### Text shown
* * * * *

Good luck and be carefully. Before you buy all kinds of parts and stuff verify stuff with AOMCI guys.


----------



## BaitCaster (Jan 12, 2011)

Congrats on a great acquisition! I have the exact same motor. You did well getting a working motor and tank for $300. I paid $150 for mine but had to invest another $900 to get it working. Still, no regrets. She runs beautifully and should last me another 50 years! I get tons of compliments on my motor. The new ones just don't have any style.







You should be able to find all the parts/info you need at https://www.marineengine.com

Another good resouorce for paint and decals is https://www.nymarine.com

You can get rid of the pressurized tank by installing a fuel pump. However, I run the pressurized tank and don't see any need to switch to a pump.

Let's see some more pics of your motor!

Cheers,
BC


----------



## Pappy (Jan 13, 2011)

No reason to get rid of the double line gas tank! The second line just pressurizes the tank and pushes the fuel to the carb. Super simple design and has worked for 52 years problem free so far. Can't say that about a diaphragm fuel pump with todays gasolines. 
I will add some information that others so far have not.
First, that engine must run on no less than 24:1 fuel/oil ratio, nothing less for wear purposes. You WILL wear the piston skirts and cylinder walls much faster on a leaner mix as that engine was built with materials and clearances that simply needed additional volume of oil to seal and lubricate it. It can run as much as 16:1 or 20:1 if you want but never any less than 24:1. Chances are that is printed on the inside of your cowling. The use of todays modern oils do not allow any leaner mixture no matter what anyone says. You will not foul plugs at that mixture. The addition of a diaphragm fuel pump also does not mean you can run leaner mixtures. 
Ignition system should be checked to make sure newer style coils are in it. Water pump impeller should be replaced. Gearcase oil should be checked often until you are sure no seals are leaking water into the gearcase.

* * * * *

### Material
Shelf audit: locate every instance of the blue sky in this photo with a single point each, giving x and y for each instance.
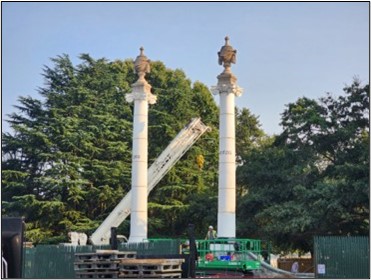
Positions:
(285, 50)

* * * * *

### Problems to solve
• 1. Answer these from the outboard motor thread:
(a) How much did BaitCaster pay for the motor, and how much more was spent to get it working?
(b) What is the leanest fuel/oil ratio Pappy says the engine must run on?
(c) According to Pappy, what does the second line of the gas tank do?
• 2. Please carry the outboard motor thread forward from the point where it stops.

### Expected responses
• 1.
(a) $150 for the motor, plus another $900.
(b) 24:1.
(c) It pressurizes the tank and pushes the fuel to the carb.

• 2.
If you can, run fuel that has no alcohol in it. You can ask marinas in your area if they supply it or know where you can find it. Not that you have to but it is alot easier on the rubber parts in the carb and will not destroy a diaphragm fuel pump as fast as alcohol extended fuels will. Also it has no affinity for water like alcohol fuels do so you won't find your 6-gallon can with a half gallon of water at the bottom of it if left for a while. Enjoy that little gem and take care of it and it will take care of you! You will start many a conversation at the boat ramp with that one! I am sure Baitcaster has with that one he has!


----------



## cajuncook1 (Jan 13, 2011)

Ok guys....I was not trying to convience him to change over to a single line. I have a a motor that requires a pressurized tank and it runs fine. *If he wanted to change over to a single line system, I was just trying to give him some good guidance. *

I have a Evinrude 7.5hp 1955 motor that has a pressure tank system and I plan on leaving it just like that. It runs just fine on the pressurized tank


----------



## Jac4295 (Jan 19, 2011)

Thanks for the resources I appreciate it. I will try and get some more pics posted.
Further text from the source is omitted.